> Task directions: Beginning with the line where "the doctor's hand | bbox" appears, restate each line word for word until the data ends. Pictures do not go in.

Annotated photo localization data
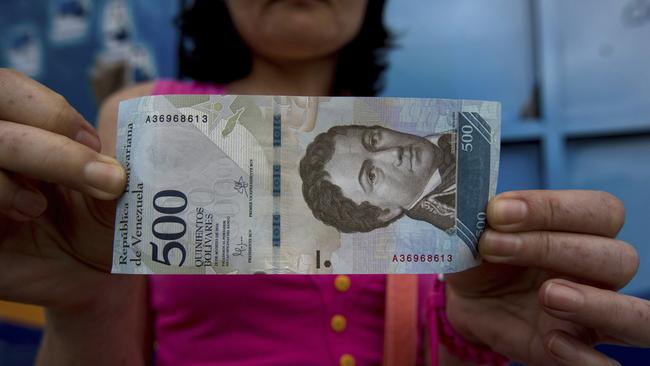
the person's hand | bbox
[446,190,648,366]
[0,69,150,366]
[0,68,126,309]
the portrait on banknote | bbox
[298,125,457,235]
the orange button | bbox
[339,353,357,366]
[331,314,347,333]
[339,354,356,366]
[334,275,351,292]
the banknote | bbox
[111,95,500,274]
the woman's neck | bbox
[226,54,337,96]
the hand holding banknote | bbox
[446,190,648,366]
[0,69,133,310]
[0,70,149,365]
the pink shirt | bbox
[149,80,436,366]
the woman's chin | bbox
[251,33,347,61]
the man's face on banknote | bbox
[324,126,442,214]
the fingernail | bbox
[13,190,46,218]
[544,283,584,312]
[84,159,125,197]
[480,231,520,261]
[548,333,576,361]
[491,198,527,225]
[76,129,102,152]
[609,358,622,366]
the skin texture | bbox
[0,2,648,366]
[324,126,440,221]
[0,69,150,366]
[447,190,646,365]
[225,0,367,96]
[225,0,367,61]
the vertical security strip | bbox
[272,99,282,248]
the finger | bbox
[544,330,622,366]
[488,190,625,238]
[0,171,47,221]
[480,229,639,289]
[0,68,101,152]
[541,279,650,347]
[0,120,125,200]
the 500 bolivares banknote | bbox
[111,95,500,274]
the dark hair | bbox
[299,126,402,233]
[177,0,393,96]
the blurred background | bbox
[0,0,649,364]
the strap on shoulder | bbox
[383,274,418,366]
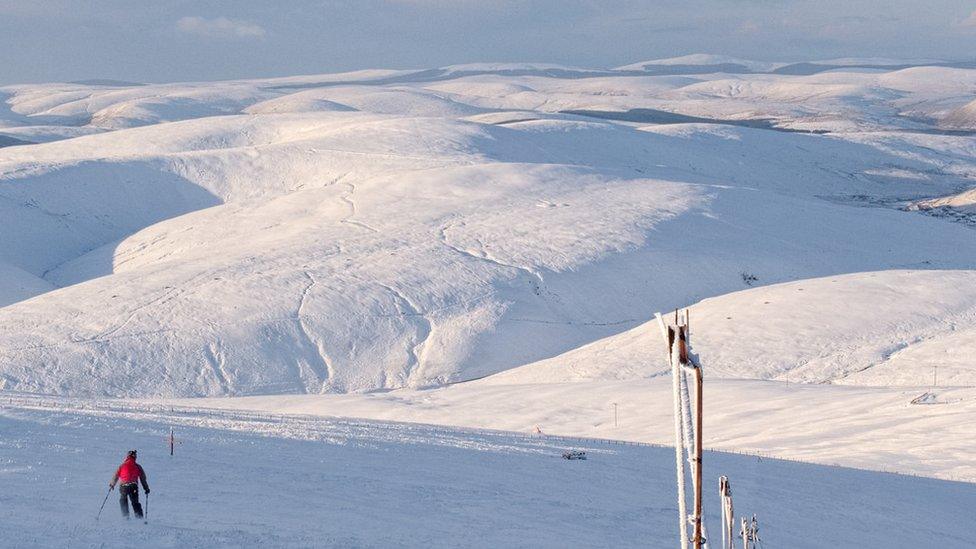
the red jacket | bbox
[112,456,149,490]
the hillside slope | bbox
[1,61,976,397]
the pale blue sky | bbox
[2,1,976,84]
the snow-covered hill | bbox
[616,54,786,73]
[485,269,976,387]
[2,58,976,399]
[172,272,976,482]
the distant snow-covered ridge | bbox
[1,59,975,397]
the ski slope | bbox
[189,378,976,482]
[2,400,974,548]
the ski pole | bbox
[96,486,112,521]
[145,492,149,522]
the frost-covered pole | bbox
[678,312,707,549]
[679,364,695,490]
[657,313,688,549]
[719,477,733,549]
[676,313,696,501]
[688,353,704,548]
[739,516,759,549]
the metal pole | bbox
[720,478,727,549]
[612,403,617,428]
[692,364,704,549]
[678,323,704,549]
[96,486,112,521]
[720,477,733,549]
[659,314,689,549]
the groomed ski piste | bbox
[3,396,975,548]
[2,54,976,546]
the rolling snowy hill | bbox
[2,59,976,398]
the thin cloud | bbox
[737,20,761,35]
[176,16,267,40]
[960,10,976,27]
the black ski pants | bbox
[119,483,143,518]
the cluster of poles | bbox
[657,310,760,549]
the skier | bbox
[109,450,150,519]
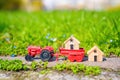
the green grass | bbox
[53,61,101,75]
[0,10,120,56]
[0,59,28,71]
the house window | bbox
[94,50,97,53]
[70,39,74,49]
[70,39,73,42]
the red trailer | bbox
[59,48,85,62]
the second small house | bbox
[63,35,80,50]
[87,46,104,62]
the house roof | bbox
[87,46,104,55]
[63,35,80,44]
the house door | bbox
[70,44,74,49]
[94,56,97,62]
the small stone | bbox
[64,74,79,80]
[39,74,44,78]
[0,73,9,79]
[101,71,107,75]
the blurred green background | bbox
[0,0,120,57]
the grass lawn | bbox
[0,10,120,56]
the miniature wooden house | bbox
[87,46,104,62]
[63,35,80,50]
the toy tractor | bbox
[25,46,54,61]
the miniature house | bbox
[87,46,104,62]
[63,35,80,50]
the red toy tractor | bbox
[25,46,85,62]
[25,46,55,61]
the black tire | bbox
[40,50,51,61]
[25,54,34,61]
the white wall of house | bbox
[85,0,110,10]
[42,0,120,10]
[110,0,120,6]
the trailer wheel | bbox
[25,54,34,61]
[40,50,51,61]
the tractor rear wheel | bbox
[25,54,34,61]
[40,50,51,61]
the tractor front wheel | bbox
[25,54,34,61]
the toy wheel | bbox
[25,54,34,61]
[40,50,51,61]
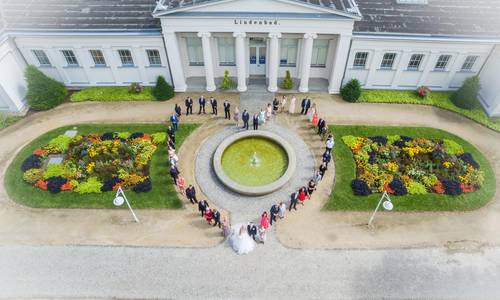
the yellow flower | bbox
[442,161,453,168]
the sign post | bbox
[113,187,140,223]
[368,191,393,227]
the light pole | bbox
[368,191,393,227]
[113,187,140,223]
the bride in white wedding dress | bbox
[229,224,255,255]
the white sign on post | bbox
[113,187,140,223]
[368,191,394,227]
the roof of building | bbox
[0,0,499,38]
[354,0,500,38]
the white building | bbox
[0,0,499,116]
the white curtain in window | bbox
[311,39,329,66]
[186,37,204,65]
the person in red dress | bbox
[204,207,213,225]
[298,186,307,205]
[176,176,185,195]
[312,112,319,127]
[260,212,270,229]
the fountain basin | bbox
[213,131,296,196]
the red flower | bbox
[34,180,48,190]
[434,181,445,194]
[60,182,73,191]
[112,183,122,191]
[142,133,151,141]
[383,183,394,194]
[460,183,475,193]
[33,148,45,156]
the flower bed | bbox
[343,135,484,197]
[21,131,167,194]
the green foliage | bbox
[74,177,103,194]
[443,139,464,155]
[407,181,428,195]
[23,168,43,184]
[358,89,500,133]
[421,174,438,188]
[25,65,67,110]
[220,70,235,90]
[342,135,363,149]
[451,76,481,110]
[116,132,131,139]
[340,79,362,103]
[280,70,294,90]
[0,113,23,131]
[70,87,155,102]
[43,135,73,154]
[387,135,401,145]
[152,76,174,101]
[151,132,167,145]
[43,164,65,179]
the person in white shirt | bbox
[326,134,335,154]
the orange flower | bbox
[34,179,48,190]
[434,181,445,194]
[460,183,475,193]
[33,148,45,156]
[60,182,73,191]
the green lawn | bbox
[326,125,496,211]
[0,113,23,131]
[70,86,155,102]
[5,123,199,209]
[358,90,500,133]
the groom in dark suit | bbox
[242,109,250,130]
[247,222,258,241]
[300,97,311,115]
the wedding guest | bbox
[313,170,323,184]
[319,162,328,177]
[312,112,319,127]
[168,136,175,150]
[270,203,280,225]
[167,126,175,143]
[170,113,179,131]
[278,202,286,219]
[272,98,279,114]
[280,95,287,113]
[185,184,197,204]
[198,199,209,217]
[223,100,231,119]
[253,113,259,130]
[198,95,206,114]
[247,222,258,241]
[317,118,326,135]
[169,153,178,166]
[169,165,179,184]
[298,186,307,205]
[234,106,240,126]
[307,179,317,197]
[210,96,218,115]
[300,96,311,115]
[175,103,182,117]
[289,95,296,114]
[176,176,185,195]
[212,209,221,228]
[257,226,267,244]
[204,207,213,225]
[260,211,270,229]
[185,96,193,115]
[242,109,250,130]
[258,108,266,125]
[289,190,299,211]
[266,103,272,120]
[326,134,335,154]
[222,217,231,237]
[323,150,332,166]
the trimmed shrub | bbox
[451,76,481,110]
[407,181,428,195]
[43,164,66,180]
[153,75,174,100]
[43,135,73,154]
[351,179,372,196]
[280,70,294,90]
[21,154,42,172]
[46,176,67,194]
[132,178,152,193]
[389,179,407,196]
[220,70,235,90]
[340,79,361,103]
[151,132,167,145]
[74,177,103,194]
[23,168,44,184]
[458,152,480,169]
[25,65,67,111]
[416,86,430,99]
[442,179,462,195]
[443,139,464,155]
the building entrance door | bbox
[249,45,266,76]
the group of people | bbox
[182,95,232,118]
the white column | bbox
[198,31,216,92]
[328,34,352,94]
[233,32,247,92]
[299,33,317,93]
[162,30,187,92]
[267,32,282,92]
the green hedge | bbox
[358,90,500,132]
[70,87,155,102]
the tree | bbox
[451,76,481,110]
[280,70,293,89]
[153,75,174,101]
[25,65,67,111]
[220,70,235,90]
[340,79,361,103]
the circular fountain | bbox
[213,131,296,196]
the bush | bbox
[129,82,144,94]
[451,76,481,110]
[74,177,103,194]
[280,70,294,90]
[25,65,67,111]
[443,139,464,155]
[416,86,430,99]
[151,132,167,145]
[442,179,462,195]
[220,70,235,90]
[46,176,67,194]
[458,153,480,169]
[21,154,42,172]
[351,179,372,196]
[153,76,174,100]
[43,164,66,179]
[43,135,73,154]
[407,181,428,195]
[132,178,152,193]
[23,168,44,184]
[340,79,361,103]
[389,179,407,196]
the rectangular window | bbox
[89,49,106,66]
[280,38,298,66]
[32,50,51,66]
[217,37,235,66]
[61,50,79,66]
[186,37,204,66]
[353,52,368,68]
[380,53,396,69]
[407,54,424,70]
[461,55,478,71]
[146,49,162,66]
[118,49,134,66]
[311,39,329,67]
[434,54,451,70]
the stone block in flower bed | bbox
[342,135,485,197]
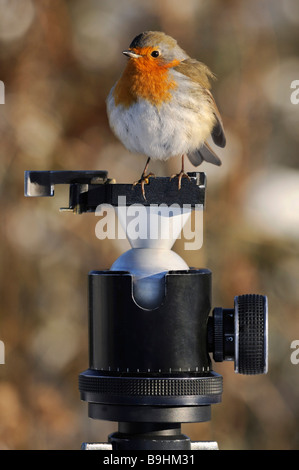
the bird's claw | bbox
[170,171,191,190]
[133,173,156,200]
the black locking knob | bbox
[209,294,268,375]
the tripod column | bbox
[89,269,212,374]
[79,268,223,428]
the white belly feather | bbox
[106,74,215,161]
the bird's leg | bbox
[133,157,155,199]
[170,155,191,190]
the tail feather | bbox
[187,142,222,167]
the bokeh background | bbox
[0,0,298,450]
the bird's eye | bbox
[151,50,160,58]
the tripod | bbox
[25,170,268,451]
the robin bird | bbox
[106,31,226,198]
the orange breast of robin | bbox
[113,47,180,108]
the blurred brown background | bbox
[0,0,298,450]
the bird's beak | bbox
[123,50,142,59]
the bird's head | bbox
[122,31,188,70]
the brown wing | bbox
[174,59,216,89]
[174,59,226,149]
[205,89,226,148]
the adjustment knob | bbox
[234,294,268,375]
[209,294,268,375]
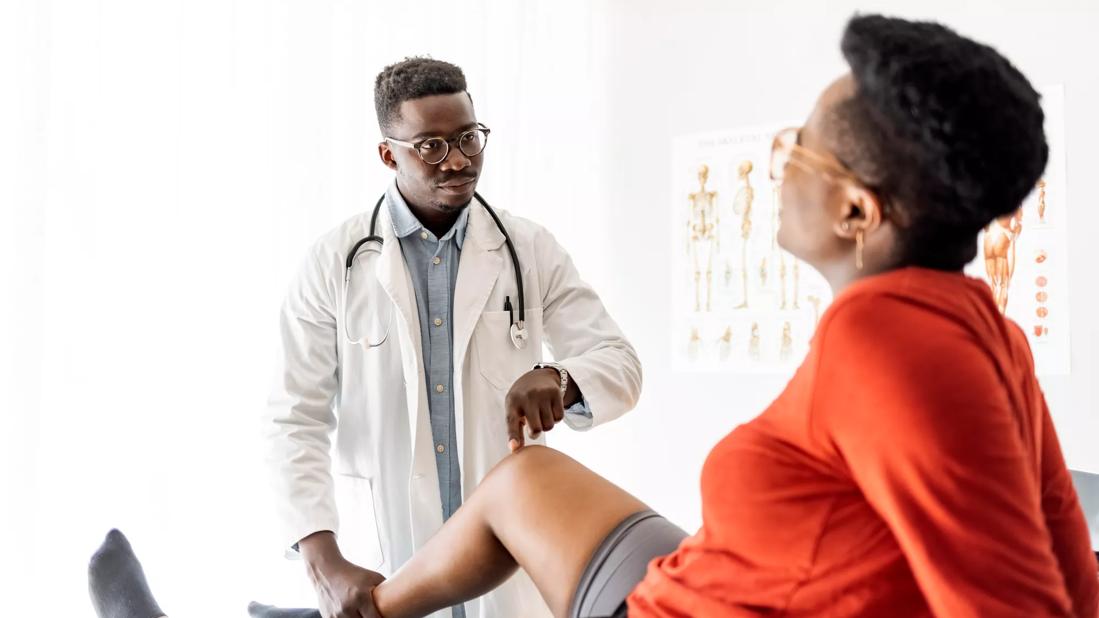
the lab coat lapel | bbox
[453,202,506,465]
[373,208,427,457]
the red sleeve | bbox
[812,295,1077,617]
[1031,371,1099,617]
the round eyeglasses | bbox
[385,125,491,165]
[769,126,861,185]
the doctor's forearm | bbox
[298,530,342,567]
[299,529,387,615]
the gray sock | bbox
[88,529,165,618]
[247,601,322,618]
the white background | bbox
[2,0,1097,615]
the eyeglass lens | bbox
[418,129,488,164]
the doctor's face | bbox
[379,92,485,214]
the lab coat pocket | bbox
[474,308,543,391]
[333,472,386,570]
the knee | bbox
[495,444,555,474]
[484,445,569,491]
[474,446,572,521]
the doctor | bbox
[265,57,642,618]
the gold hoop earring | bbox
[855,229,865,271]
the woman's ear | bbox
[832,184,884,238]
[378,142,398,170]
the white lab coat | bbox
[265,198,642,618]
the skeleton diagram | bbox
[748,322,761,361]
[780,258,800,310]
[983,208,1023,314]
[780,321,793,361]
[687,327,702,361]
[716,326,732,361]
[731,161,754,309]
[1037,179,1048,224]
[688,165,719,311]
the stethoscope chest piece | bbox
[510,321,528,350]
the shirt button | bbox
[432,256,442,265]
[434,318,443,327]
[436,443,445,454]
[435,384,445,393]
[420,231,428,240]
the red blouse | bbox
[628,268,1097,617]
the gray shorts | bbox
[569,510,688,618]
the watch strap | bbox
[533,362,568,399]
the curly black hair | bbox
[829,15,1047,270]
[374,57,469,132]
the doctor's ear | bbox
[378,142,398,170]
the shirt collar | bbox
[386,179,469,249]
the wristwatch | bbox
[533,362,569,400]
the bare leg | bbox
[373,446,648,618]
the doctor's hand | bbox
[504,368,569,452]
[299,531,385,618]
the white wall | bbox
[1,1,1096,615]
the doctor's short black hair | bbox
[374,57,469,132]
[829,14,1047,270]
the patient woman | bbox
[91,14,1098,618]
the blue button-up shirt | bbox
[385,182,595,525]
[387,182,468,524]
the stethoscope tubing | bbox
[342,191,526,347]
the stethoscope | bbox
[343,191,528,350]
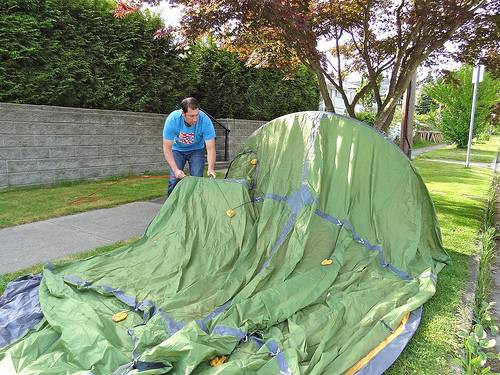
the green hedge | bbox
[0,0,319,120]
[190,40,320,120]
[0,0,191,112]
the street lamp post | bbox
[465,64,484,168]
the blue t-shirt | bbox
[163,110,216,152]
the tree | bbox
[188,39,320,120]
[189,38,247,118]
[425,65,499,147]
[152,0,487,131]
[244,64,320,120]
[452,0,499,79]
[416,73,438,115]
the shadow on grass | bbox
[433,195,484,229]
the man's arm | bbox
[205,139,216,178]
[163,139,185,179]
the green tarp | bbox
[0,112,449,374]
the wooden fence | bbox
[414,130,443,143]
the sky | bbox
[143,2,182,28]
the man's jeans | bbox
[168,148,205,194]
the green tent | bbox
[0,112,449,374]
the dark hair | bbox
[181,97,199,113]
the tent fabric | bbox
[354,306,422,374]
[0,111,448,374]
[0,274,43,348]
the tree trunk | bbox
[374,99,398,131]
[344,102,356,118]
[400,71,417,158]
[374,61,420,131]
[315,69,335,113]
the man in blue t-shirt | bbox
[163,97,216,194]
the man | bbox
[163,97,216,195]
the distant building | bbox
[318,80,361,114]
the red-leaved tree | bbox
[116,0,491,131]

> Written response:
the doctor's hand | bbox
[504,368,569,452]
[299,531,385,618]
the white wall | bbox
[1,1,1096,615]
the doctor's short black hair | bbox
[374,57,469,132]
[829,14,1047,270]
the patient woman | bbox
[91,14,1098,618]
the blue button-up shirt | bbox
[385,182,595,525]
[387,182,468,524]
the stethoscope tubing | bbox
[342,191,526,347]
the stethoscope | bbox
[343,191,528,350]
the green hedge | bbox
[0,0,319,120]
[190,40,320,120]
[0,0,191,112]
the street lamp post | bbox
[465,64,484,168]
the blue t-shirt | bbox
[163,110,216,152]
the tree | bbox
[188,39,320,120]
[189,38,247,118]
[425,65,499,147]
[152,0,487,131]
[244,64,320,120]
[452,0,499,79]
[416,73,438,115]
the shadow on grass | bbox
[433,195,484,229]
the man's arm | bbox
[205,139,216,178]
[163,139,185,179]
the green tarp | bbox
[0,112,449,374]
the wooden fence | bbox
[414,130,443,143]
the sky | bbox
[143,2,182,28]
the man's jeans | bbox
[168,148,205,194]
the green tent | bbox
[0,112,449,374]
the dark hair | bbox
[181,97,199,113]
the tent fabric | bbox
[354,306,422,374]
[0,111,448,374]
[0,274,43,348]
the tree trunk | bbox
[374,99,398,131]
[344,102,356,118]
[400,71,417,158]
[374,61,420,131]
[315,69,335,113]
the man in blue t-shirt | bbox
[163,97,216,194]
the man | bbox
[163,97,216,195]
the distant building | bbox
[318,80,361,114]
the red-leaved tree | bbox
[116,0,491,131]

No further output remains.